• **What is expected**:
Rewrite all of the material below, requests included. Multiply every coordinate in the answers by 1.2 and round each result to a whole number, rounding halves up.

--- START ---

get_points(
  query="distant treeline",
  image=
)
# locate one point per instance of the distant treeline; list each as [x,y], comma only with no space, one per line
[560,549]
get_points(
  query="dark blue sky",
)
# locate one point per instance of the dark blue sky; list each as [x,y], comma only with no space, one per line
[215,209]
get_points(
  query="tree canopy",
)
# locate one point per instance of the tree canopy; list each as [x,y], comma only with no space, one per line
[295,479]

--- END ---

• **Exercise output**:
get_points(
  query="distant treeline",
  image=
)
# locate one point per instance of the distant treeline; list each as [x,y], comma only with no space, one per line
[672,659]
get_points(
  query="dark blue sky",
)
# locate one point per instance of the dark blue sky; list each as [x,y], comma only with no space, one per line
[258,251]
get_points(
  query="tree canopy",
)
# locate one point per instance of the tree canopy; list each as [x,y], comma only with no space, one per line
[354,575]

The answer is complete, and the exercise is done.